- **Document passage**
--- --- ---

Upload README.md (#1)

18ed61b verified 5 months ago

4.8 kB

	---
	license: mit
	language:
	- fa
	metrics:
	- bleu
	- rouge
	base_model:
	- facebook/dinov2-base
	- HooshvareLab/gpt2-fa
	pipeline_tag: image-to-text
	---

	# Persian Image Captioning (PIC) Model


	## Intended Use
	- Primary Use Cases: Generating detailed Persian captions for images, particularly in contexts requiring cultural and linguistic accuracy. It serves as a core component in the PTIR framework for text-image retrieval, enabling applications in medical imaging, cultural heritage, and other domain-specific scenarios.
	- Out-of-Scope Uses: Not intended for non-Persian languages, real-time applications without optimization, or tasks beyond image captioning such as object detection or generation.

	## Training Data
	The model was trained on a custom dataset of approximately 1.2 million Persian image-caption pairs. This dataset was aggregated from diverse sources, with captions generated using advanced Vision-Language Models and refined for cultural and linguistic accuracy. Captions include detailed descriptions of object counts, shapes, colors, environmental contexts, age groups, and animal breeds.

--- --- ---

- **Records**

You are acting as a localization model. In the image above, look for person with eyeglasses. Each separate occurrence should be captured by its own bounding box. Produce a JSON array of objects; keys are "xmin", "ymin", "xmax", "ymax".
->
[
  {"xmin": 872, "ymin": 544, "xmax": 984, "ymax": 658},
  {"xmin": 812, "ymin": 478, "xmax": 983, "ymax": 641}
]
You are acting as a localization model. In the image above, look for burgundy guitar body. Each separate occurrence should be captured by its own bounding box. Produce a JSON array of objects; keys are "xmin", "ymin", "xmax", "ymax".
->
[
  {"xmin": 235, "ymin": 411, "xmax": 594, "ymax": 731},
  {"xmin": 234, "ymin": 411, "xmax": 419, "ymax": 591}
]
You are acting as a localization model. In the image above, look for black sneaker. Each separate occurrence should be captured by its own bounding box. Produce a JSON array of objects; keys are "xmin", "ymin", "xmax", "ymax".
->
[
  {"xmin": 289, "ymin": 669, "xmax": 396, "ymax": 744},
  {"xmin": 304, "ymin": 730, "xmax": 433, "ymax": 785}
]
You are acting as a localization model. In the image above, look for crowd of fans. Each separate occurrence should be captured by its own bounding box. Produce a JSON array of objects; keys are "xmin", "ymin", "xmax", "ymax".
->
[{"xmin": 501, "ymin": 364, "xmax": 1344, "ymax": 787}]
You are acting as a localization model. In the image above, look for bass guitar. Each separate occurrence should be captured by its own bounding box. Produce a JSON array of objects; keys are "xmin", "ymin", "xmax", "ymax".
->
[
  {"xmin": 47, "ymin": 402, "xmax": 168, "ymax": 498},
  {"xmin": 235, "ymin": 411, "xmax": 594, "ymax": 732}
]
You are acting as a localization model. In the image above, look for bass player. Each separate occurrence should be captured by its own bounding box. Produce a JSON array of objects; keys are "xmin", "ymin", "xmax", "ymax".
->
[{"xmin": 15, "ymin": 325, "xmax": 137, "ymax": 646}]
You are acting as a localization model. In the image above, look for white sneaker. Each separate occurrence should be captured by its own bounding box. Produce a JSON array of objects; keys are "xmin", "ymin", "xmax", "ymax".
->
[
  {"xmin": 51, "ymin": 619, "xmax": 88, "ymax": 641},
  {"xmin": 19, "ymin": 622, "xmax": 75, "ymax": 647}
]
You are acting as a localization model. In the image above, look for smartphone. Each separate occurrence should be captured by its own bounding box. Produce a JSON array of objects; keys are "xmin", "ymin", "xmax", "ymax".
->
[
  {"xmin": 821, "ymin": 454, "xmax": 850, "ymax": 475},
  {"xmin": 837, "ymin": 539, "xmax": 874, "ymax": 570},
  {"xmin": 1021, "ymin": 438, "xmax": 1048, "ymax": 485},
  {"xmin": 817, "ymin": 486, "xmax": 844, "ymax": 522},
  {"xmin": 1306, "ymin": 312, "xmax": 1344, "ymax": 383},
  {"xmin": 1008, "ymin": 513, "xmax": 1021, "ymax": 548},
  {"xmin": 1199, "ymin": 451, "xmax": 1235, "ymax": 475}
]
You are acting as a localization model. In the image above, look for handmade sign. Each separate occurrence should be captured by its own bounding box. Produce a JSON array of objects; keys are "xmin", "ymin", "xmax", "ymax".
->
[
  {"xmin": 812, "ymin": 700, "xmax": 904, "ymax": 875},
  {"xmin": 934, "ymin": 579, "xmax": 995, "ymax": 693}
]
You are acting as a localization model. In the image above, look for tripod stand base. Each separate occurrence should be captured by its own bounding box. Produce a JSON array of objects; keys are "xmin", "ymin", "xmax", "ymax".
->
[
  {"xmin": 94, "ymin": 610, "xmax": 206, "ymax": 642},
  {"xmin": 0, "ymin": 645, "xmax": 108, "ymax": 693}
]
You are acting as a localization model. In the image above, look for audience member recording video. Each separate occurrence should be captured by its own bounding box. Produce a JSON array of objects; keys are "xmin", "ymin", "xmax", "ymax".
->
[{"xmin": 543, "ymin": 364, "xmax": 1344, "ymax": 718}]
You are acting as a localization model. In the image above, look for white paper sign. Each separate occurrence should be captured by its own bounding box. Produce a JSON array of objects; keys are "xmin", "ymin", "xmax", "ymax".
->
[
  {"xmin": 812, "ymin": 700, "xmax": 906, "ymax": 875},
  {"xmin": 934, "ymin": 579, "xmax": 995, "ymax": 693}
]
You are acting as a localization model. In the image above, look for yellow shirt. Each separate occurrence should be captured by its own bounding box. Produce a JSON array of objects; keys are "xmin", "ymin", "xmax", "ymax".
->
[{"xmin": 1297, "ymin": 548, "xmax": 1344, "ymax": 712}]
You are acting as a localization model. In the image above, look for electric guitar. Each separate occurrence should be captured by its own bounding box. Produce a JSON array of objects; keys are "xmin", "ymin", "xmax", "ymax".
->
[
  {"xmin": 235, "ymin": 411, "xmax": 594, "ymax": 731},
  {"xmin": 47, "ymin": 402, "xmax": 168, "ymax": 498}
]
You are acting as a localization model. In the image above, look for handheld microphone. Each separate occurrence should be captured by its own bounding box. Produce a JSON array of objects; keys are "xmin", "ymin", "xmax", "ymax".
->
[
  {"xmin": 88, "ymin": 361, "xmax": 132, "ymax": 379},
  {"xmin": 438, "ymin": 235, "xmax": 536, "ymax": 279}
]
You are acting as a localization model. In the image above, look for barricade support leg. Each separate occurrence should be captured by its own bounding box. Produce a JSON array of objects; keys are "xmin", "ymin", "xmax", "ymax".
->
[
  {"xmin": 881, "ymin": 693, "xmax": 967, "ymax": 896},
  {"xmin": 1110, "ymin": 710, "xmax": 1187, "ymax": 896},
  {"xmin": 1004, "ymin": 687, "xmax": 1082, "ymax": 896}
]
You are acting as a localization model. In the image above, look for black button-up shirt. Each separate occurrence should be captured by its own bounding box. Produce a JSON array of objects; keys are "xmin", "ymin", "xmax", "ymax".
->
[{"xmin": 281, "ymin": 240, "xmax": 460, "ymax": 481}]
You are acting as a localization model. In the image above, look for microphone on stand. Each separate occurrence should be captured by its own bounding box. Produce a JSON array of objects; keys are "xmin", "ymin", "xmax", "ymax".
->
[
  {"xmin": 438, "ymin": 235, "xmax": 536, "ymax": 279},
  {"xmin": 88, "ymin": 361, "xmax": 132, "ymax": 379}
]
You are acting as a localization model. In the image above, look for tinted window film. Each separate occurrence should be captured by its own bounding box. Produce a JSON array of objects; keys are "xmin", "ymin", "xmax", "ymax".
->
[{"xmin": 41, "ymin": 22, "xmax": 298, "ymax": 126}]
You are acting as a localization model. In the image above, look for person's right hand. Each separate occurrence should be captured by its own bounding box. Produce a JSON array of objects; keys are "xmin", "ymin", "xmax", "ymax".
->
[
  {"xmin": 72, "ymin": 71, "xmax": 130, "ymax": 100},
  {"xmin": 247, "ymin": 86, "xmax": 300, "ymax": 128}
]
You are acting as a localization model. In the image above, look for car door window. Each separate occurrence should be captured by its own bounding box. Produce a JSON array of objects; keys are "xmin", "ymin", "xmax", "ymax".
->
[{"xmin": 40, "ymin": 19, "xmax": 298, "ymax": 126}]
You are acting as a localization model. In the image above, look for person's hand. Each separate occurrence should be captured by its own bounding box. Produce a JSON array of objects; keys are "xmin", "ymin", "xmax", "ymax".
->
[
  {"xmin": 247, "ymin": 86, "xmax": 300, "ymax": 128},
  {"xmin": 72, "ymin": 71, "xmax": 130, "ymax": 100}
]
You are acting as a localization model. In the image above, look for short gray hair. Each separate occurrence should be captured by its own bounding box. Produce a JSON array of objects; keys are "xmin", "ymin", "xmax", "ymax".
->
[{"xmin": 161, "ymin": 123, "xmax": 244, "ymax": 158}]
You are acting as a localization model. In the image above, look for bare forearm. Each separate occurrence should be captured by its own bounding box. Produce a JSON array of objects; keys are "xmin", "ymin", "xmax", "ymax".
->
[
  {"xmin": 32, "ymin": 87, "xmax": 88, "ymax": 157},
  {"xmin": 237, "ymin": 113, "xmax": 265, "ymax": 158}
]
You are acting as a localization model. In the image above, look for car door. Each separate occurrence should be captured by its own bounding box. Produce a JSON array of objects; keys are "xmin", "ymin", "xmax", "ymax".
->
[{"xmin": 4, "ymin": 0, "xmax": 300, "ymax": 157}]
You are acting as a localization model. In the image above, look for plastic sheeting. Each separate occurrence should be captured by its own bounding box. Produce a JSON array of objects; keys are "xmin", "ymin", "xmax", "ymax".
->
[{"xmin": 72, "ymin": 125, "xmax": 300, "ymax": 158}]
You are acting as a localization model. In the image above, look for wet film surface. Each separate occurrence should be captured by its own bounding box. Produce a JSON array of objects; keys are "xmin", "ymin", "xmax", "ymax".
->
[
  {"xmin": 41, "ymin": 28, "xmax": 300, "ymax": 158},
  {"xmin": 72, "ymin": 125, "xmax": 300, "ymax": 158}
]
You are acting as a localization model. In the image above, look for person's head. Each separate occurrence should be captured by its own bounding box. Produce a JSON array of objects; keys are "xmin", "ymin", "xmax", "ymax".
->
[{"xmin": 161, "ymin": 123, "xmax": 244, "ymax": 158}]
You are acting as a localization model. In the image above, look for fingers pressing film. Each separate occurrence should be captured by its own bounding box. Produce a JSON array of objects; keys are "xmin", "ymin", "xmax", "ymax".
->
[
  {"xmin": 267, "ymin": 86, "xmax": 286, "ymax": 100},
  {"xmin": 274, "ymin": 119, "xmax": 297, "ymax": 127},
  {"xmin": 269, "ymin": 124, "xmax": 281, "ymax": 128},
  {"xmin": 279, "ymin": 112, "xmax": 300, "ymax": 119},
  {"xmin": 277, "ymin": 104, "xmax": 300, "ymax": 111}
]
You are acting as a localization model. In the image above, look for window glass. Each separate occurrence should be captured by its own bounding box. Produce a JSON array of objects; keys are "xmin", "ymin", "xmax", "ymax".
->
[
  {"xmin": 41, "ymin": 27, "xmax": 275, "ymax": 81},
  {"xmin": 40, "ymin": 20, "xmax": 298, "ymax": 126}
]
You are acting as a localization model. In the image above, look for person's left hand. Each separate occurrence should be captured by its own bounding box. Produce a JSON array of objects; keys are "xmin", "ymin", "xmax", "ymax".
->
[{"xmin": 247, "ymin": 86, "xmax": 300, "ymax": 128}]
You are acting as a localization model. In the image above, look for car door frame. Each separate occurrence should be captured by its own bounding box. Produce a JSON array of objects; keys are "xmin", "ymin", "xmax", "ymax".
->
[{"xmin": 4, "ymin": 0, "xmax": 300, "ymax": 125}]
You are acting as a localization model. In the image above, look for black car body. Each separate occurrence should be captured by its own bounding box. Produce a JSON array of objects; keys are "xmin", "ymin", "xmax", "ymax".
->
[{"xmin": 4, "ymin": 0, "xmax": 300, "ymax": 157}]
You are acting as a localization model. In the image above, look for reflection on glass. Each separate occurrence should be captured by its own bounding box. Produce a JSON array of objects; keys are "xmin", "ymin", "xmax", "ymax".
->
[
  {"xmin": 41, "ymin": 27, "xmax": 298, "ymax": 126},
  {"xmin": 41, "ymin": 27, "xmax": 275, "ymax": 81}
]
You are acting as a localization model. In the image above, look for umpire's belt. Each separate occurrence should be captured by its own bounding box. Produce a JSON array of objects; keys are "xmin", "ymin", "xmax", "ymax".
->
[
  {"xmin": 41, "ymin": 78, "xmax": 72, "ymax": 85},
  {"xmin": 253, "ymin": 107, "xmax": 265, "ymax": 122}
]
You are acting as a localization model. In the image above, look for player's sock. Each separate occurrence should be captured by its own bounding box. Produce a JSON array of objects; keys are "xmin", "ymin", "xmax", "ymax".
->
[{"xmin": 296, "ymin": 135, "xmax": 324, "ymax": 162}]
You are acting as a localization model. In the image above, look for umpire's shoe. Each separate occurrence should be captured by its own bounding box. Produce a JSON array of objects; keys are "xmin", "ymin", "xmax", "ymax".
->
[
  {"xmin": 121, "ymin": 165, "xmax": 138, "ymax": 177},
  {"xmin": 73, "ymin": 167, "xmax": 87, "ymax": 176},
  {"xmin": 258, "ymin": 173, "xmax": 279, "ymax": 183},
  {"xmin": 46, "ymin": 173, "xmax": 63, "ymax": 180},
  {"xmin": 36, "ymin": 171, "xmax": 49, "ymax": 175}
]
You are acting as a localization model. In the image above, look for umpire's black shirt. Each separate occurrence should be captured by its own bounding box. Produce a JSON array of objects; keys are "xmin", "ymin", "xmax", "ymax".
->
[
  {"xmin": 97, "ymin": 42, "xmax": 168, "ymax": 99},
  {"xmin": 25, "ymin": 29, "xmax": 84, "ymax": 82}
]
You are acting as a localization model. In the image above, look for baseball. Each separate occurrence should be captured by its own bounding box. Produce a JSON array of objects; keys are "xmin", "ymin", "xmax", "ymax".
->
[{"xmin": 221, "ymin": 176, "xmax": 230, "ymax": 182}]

--- --- ---

- **Exercise requirements**
• a. Set down, word for word, the part of the Persian Image Captioning model card starting at "## Intended Use" and ending at "other domain-specific scenarios.".
• b. Answer these questions from the Persian Image Captioning model card:
(i) What pipeline tag does it list?
(ii) About how many image-caption pairs was the model trained on?
(iii) In which framework does the model serve as a core component?
• c. Can you extend the Persian Image Captioning model card from its last sentence onward?

- **Results of the exercise**
• a.
## Intended Use
	- Primary Use Cases: Generating detailed Persian captions for images, particularly in contexts requiring cultural and linguistic accuracy. It serves as a core component in the PTIR framework for text-image retrieval, enabling applications in medical imaging, cultural heritage, and other domain-specific scenarios.

• b.
(i) image-to-text
(ii) Approximately 1.2 million
(iii) The PTIR framework for text-image retrieval

• c.
	Evaluation was performed on the COCO-PIC validation dataset, available at [Hugging Face Datasets](https://huggingface.co/datasets/rasoulasadianub/coco-pic), which is derived from the COCO dataset with Persian captions.

	## Evaluation
	- Metrics: Evaluated using BLEU, ROUGE, CIDEr, and Hit@K for retrieval integration.
	- Results: Outperforms baselines in caption quality, with significant improvements in detailed descriptions. In retrieval, PTIR (using this model) achieves Hit@1: 22%, Hit@200: 80%.
	- Comparisons: Superior to Persian baselines and CLIP-based models in accuracy and efficiency.
	- Dataset: Tested on subsets of the training data and COCO-PIC validation set.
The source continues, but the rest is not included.